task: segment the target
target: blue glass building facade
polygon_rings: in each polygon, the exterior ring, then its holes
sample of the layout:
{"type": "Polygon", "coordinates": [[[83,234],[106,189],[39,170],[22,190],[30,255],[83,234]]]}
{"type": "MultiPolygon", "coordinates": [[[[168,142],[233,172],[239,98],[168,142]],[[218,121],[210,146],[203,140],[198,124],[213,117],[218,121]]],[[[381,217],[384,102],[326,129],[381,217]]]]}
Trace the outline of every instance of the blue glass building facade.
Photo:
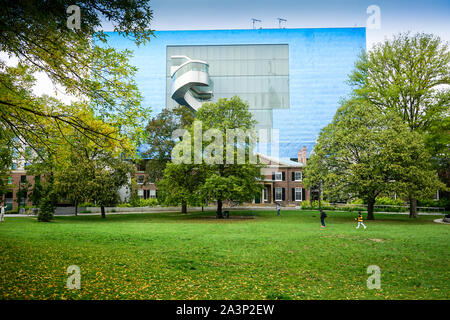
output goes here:
{"type": "Polygon", "coordinates": [[[286,158],[296,158],[302,146],[312,150],[339,100],[350,93],[348,75],[366,49],[365,28],[158,31],[156,38],[140,47],[116,33],[108,35],[117,49],[134,51],[136,81],[144,104],[154,114],[167,105],[168,47],[287,45],[289,107],[274,108],[270,119],[272,128],[279,130],[279,155],[286,158]]]}

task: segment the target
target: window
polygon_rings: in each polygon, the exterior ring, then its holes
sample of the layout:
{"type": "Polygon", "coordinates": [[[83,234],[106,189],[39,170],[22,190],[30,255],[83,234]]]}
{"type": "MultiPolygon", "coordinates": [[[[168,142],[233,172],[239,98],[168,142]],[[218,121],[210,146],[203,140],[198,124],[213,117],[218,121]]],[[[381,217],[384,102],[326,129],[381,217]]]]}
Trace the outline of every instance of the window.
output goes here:
{"type": "Polygon", "coordinates": [[[302,188],[295,188],[295,201],[302,201],[302,188]]]}
{"type": "Polygon", "coordinates": [[[302,181],[302,172],[301,171],[294,172],[294,181],[302,181]]]}
{"type": "Polygon", "coordinates": [[[272,172],[272,180],[273,181],[284,181],[285,178],[285,172],[272,172]]]}

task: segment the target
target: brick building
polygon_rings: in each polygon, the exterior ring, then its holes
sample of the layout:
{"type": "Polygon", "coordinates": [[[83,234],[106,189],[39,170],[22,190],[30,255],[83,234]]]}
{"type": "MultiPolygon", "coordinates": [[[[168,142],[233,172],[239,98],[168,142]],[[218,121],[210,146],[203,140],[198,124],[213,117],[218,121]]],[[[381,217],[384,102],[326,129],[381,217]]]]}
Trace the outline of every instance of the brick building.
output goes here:
{"type": "MultiPolygon", "coordinates": [[[[266,155],[259,155],[265,167],[261,169],[264,179],[261,181],[264,188],[261,195],[255,197],[254,204],[273,204],[279,202],[282,205],[294,206],[302,201],[309,200],[309,192],[303,186],[303,166],[306,163],[306,147],[298,151],[297,159],[275,159],[266,155]],[[297,160],[297,161],[295,161],[297,160]]],[[[18,201],[18,191],[28,188],[29,193],[33,189],[35,181],[39,176],[27,175],[26,165],[13,166],[8,184],[12,191],[5,196],[7,211],[16,210],[21,205],[32,205],[30,197],[21,197],[18,201]]],[[[136,168],[136,182],[138,184],[138,195],[143,199],[158,198],[158,190],[154,182],[149,182],[143,167],[136,168]]]]}

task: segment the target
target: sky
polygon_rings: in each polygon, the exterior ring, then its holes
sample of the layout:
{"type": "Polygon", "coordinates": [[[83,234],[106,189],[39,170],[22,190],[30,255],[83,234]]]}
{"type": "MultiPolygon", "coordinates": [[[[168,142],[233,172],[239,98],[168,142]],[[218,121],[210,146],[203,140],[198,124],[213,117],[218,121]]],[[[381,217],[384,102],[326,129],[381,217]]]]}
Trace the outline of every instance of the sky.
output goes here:
{"type": "MultiPolygon", "coordinates": [[[[282,18],[285,28],[366,26],[368,50],[406,31],[433,33],[450,42],[450,0],[151,0],[150,5],[154,30],[251,29],[252,18],[261,20],[256,28],[278,28],[277,18],[282,18]],[[378,18],[367,12],[373,5],[379,8],[378,18]]],[[[105,22],[103,29],[112,26],[105,22]]],[[[45,74],[37,79],[36,94],[58,92],[63,101],[72,100],[45,74]]]]}
{"type": "MultiPolygon", "coordinates": [[[[153,0],[152,29],[209,30],[362,27],[380,9],[379,29],[367,29],[367,48],[398,32],[433,33],[450,41],[450,0],[153,0]]],[[[373,24],[369,23],[368,27],[373,24]]],[[[106,25],[105,25],[106,27],[106,25]]]]}

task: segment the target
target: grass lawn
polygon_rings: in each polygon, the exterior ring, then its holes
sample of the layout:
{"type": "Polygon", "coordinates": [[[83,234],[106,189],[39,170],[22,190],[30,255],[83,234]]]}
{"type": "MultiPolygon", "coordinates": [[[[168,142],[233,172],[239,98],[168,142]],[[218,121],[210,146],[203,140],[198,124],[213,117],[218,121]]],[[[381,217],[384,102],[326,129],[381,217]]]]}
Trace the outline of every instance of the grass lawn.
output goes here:
{"type": "Polygon", "coordinates": [[[450,227],[354,213],[151,213],[6,218],[0,299],[450,299],[450,227]],[[207,217],[210,215],[210,217],[207,217]],[[81,268],[81,290],[66,269],[81,268]],[[369,265],[381,289],[369,290],[369,265]]]}

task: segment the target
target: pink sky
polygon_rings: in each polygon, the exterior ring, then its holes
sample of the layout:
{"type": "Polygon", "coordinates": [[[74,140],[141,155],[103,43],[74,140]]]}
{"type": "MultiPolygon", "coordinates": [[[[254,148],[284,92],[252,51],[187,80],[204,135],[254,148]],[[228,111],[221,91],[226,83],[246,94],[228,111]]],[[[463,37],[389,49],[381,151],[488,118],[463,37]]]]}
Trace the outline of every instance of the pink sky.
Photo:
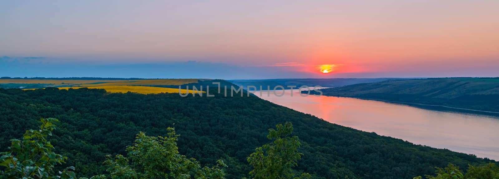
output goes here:
{"type": "Polygon", "coordinates": [[[304,77],[497,76],[498,7],[498,0],[2,1],[0,56],[196,60],[304,77]],[[275,66],[283,63],[294,65],[275,66]],[[323,75],[322,64],[337,65],[323,75]]]}

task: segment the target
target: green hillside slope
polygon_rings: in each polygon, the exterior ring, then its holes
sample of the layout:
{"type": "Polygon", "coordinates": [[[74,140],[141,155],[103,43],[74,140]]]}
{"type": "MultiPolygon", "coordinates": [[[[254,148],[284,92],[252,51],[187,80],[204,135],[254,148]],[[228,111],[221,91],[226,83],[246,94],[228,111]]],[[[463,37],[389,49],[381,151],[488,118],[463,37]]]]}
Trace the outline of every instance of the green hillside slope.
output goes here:
{"type": "Polygon", "coordinates": [[[268,129],[286,121],[293,123],[293,135],[303,144],[297,172],[314,179],[408,179],[433,173],[434,167],[449,162],[464,169],[491,161],[331,124],[256,97],[53,88],[0,89],[0,150],[6,151],[8,140],[35,129],[38,119],[46,117],[60,121],[50,138],[56,153],[68,157],[60,167],[74,166],[81,177],[104,173],[104,156],[126,154],[139,131],[164,135],[168,127],[181,135],[181,154],[203,165],[223,160],[229,166],[227,178],[247,177],[251,168],[247,157],[268,142],[268,129]]]}

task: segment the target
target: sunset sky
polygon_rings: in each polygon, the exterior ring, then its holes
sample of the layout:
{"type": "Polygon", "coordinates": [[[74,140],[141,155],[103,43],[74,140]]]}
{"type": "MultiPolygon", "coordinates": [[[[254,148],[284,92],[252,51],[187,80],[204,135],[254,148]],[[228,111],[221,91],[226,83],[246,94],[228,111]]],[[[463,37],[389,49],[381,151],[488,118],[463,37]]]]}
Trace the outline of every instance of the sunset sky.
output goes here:
{"type": "Polygon", "coordinates": [[[2,1],[0,76],[499,76],[498,9],[495,0],[2,1]]]}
....
## Given exercise:
Omit pictures; set down the rest of the material word for word.

## Task solution:
task: segment the target
target: blue glass building facade
polygon_rings: in each polygon, the exterior ring, then its holes
sample of the layout:
{"type": "Polygon", "coordinates": [[[83,234],[106,189],[39,170],[22,190],[30,255],[83,234]]]}
{"type": "MultiPolygon", "coordinates": [[[[168,142],[233,172],[239,98],[168,142]],[[218,121],[210,146],[203,140],[198,124],[213,117],[218,121]]],[[[381,217],[384,102],[326,129],[381,217]]]]}
Trace the outline of every instance of the blue glass building facade.
Photo:
output goes here:
{"type": "Polygon", "coordinates": [[[286,158],[296,158],[302,146],[312,150],[339,100],[350,93],[348,75],[366,49],[365,28],[158,31],[156,38],[140,47],[116,33],[108,35],[117,49],[134,51],[136,81],[144,104],[154,114],[167,105],[168,47],[287,45],[289,107],[274,108],[270,119],[272,128],[279,130],[279,155],[286,158]]]}

task: segment the target
target: window
polygon_rings: in each polygon, the exterior ring, then its holes
sample of the layout:
{"type": "Polygon", "coordinates": [[[83,234],[106,189],[39,170],[22,190],[30,255],[83,234]]]}
{"type": "MultiPolygon", "coordinates": [[[[168,142],[233,172],[239,98],[168,142]],[[218,121],[210,146],[203,140],[198,124],[213,117],[218,121]]],[[[381,217],[384,102],[326,129],[381,217]]]]}
Trace the outline of every instance of the window.
output goes here:
{"type": "Polygon", "coordinates": [[[302,188],[295,188],[295,201],[302,201],[302,188]]]}
{"type": "Polygon", "coordinates": [[[302,181],[302,172],[301,171],[294,172],[294,181],[302,181]]]}
{"type": "Polygon", "coordinates": [[[272,172],[272,180],[273,181],[284,181],[285,178],[285,172],[272,172]]]}

task: segment the target
target: brick building
polygon_rings: in each polygon, the exterior ring, then its holes
sample of the layout:
{"type": "Polygon", "coordinates": [[[83,234],[106,189],[39,170],[22,190],[30,255],[83,234]]]}
{"type": "MultiPolygon", "coordinates": [[[[168,142],[233,172],[239,98],[168,142]],[[218,121],[210,146],[203,140],[198,124],[213,117],[218,121]]],[[[381,217],[384,102],[326,129],[381,217]]]]}
Trace the outline of every instance of the brick building.
output goes here:
{"type": "MultiPolygon", "coordinates": [[[[266,155],[259,155],[265,167],[261,169],[264,179],[261,181],[264,188],[261,195],[255,197],[254,204],[273,204],[279,202],[282,205],[294,206],[302,201],[309,200],[309,192],[303,186],[303,166],[306,163],[306,147],[298,151],[297,159],[275,159],[266,155]],[[297,160],[297,161],[295,161],[297,160]]],[[[18,201],[18,191],[28,188],[29,193],[33,189],[35,181],[39,176],[27,175],[26,165],[13,166],[8,184],[12,191],[5,196],[7,211],[16,210],[21,205],[32,205],[30,197],[21,197],[18,201]]],[[[136,168],[136,182],[138,184],[138,195],[143,199],[158,198],[158,190],[154,182],[149,182],[143,167],[136,168]]]]}

task: segment the target
target: sky
polygon_rings: in each polygon, the exterior ring, then its holes
sample of the layout:
{"type": "Polygon", "coordinates": [[[83,234],[106,189],[39,170],[22,190],[30,255],[83,234]]]}
{"type": "MultiPolygon", "coordinates": [[[[168,142],[233,172],[239,98],[168,142]],[[218,121],[210,146],[203,140],[198,124],[213,117],[218,121]]],[[[381,217],[384,102],[326,129],[381,217]]]]}
Trace the outline of every instance of the sky.
output goes here:
{"type": "MultiPolygon", "coordinates": [[[[282,18],[285,28],[366,26],[368,50],[406,31],[433,33],[450,42],[450,0],[151,0],[150,5],[154,30],[251,29],[252,18],[261,20],[256,28],[278,28],[277,18],[282,18]],[[378,18],[367,12],[373,5],[379,8],[378,18]]],[[[105,22],[103,29],[112,26],[105,22]]],[[[45,74],[37,79],[36,94],[58,92],[63,101],[72,100],[45,74]]]]}
{"type": "MultiPolygon", "coordinates": [[[[153,0],[152,29],[209,30],[362,27],[380,9],[379,29],[367,29],[367,48],[398,32],[433,33],[450,41],[450,0],[153,0]]],[[[373,24],[369,23],[368,27],[373,24]]],[[[106,25],[105,25],[106,27],[106,25]]]]}

task: segment the target
target: grass lawn
polygon_rings: in each polygon, the exterior ring, then its holes
sample of the layout:
{"type": "Polygon", "coordinates": [[[83,234],[106,189],[39,170],[22,190],[30,255],[83,234]]]}
{"type": "MultiPolygon", "coordinates": [[[[168,142],[233,172],[239,98],[168,142]],[[218,121],[210,146],[203,140],[198,124],[213,117],[218,121]]],[[[381,217],[384,102],[326,129],[381,217]]]]}
Trace the outline of every instance of the grass lawn.
output goes here:
{"type": "Polygon", "coordinates": [[[450,227],[354,213],[151,213],[6,218],[0,299],[450,299],[450,227]],[[207,217],[210,215],[210,217],[207,217]],[[81,268],[81,290],[66,269],[81,268]],[[369,265],[381,289],[369,290],[369,265]]]}

task: segment the target
target: pink sky
polygon_rings: in each polygon, the exterior ring, then its holes
sample of the layout:
{"type": "Polygon", "coordinates": [[[74,140],[141,155],[103,43],[74,140]]]}
{"type": "MultiPolygon", "coordinates": [[[[254,148],[284,92],[252,51],[187,80],[204,135],[254,148]],[[228,111],[221,91],[226,83],[246,94],[228,111]]],[[[463,37],[389,49],[381,151],[488,118],[463,37]]]]}
Trace the outline of every instance of the pink sky.
Photo:
output goes here:
{"type": "Polygon", "coordinates": [[[304,77],[497,76],[498,7],[498,0],[2,1],[0,56],[196,60],[304,77]],[[275,66],[283,63],[294,65],[275,66]],[[323,75],[322,64],[337,65],[323,75]]]}

task: segment the target
target: green hillside slope
polygon_rings: in each polygon, the exterior ring, then its holes
sample of the layout:
{"type": "Polygon", "coordinates": [[[74,140],[141,155],[103,43],[74,140]]]}
{"type": "MultiPolygon", "coordinates": [[[[254,148],[284,92],[252,51],[187,80],[204,135],[254,148]],[[228,111],[221,91],[226,83],[246,94],[228,111]]],[[[463,37],[389,49],[381,151],[488,118],[463,37]]]]}
Trace the outline of every instance of the green hillside slope.
output goes here:
{"type": "Polygon", "coordinates": [[[268,129],[286,121],[293,123],[293,135],[303,144],[297,172],[314,179],[408,179],[433,173],[434,167],[449,162],[464,169],[491,161],[331,124],[256,97],[53,88],[0,89],[0,150],[6,151],[8,140],[35,129],[38,119],[46,117],[60,121],[50,138],[56,153],[68,157],[60,167],[74,166],[81,177],[104,173],[104,156],[126,154],[139,131],[164,135],[168,127],[181,135],[181,154],[203,165],[223,160],[229,166],[227,178],[247,177],[251,168],[247,157],[268,142],[268,129]]]}

task: segment the target
target: sunset sky
polygon_rings: in each polygon, the exterior ring, then its holes
sample of the layout:
{"type": "Polygon", "coordinates": [[[74,140],[141,155],[103,43],[74,140]]]}
{"type": "MultiPolygon", "coordinates": [[[[254,148],[284,92],[252,51],[187,80],[204,135],[254,148]],[[228,111],[221,91],[226,83],[246,94],[228,111]]],[[[463,37],[389,49],[381,151],[488,118],[463,37]]]]}
Trace the outline of every instance of the sunset sky.
output goes here:
{"type": "Polygon", "coordinates": [[[2,1],[0,76],[499,76],[498,9],[495,0],[2,1]]]}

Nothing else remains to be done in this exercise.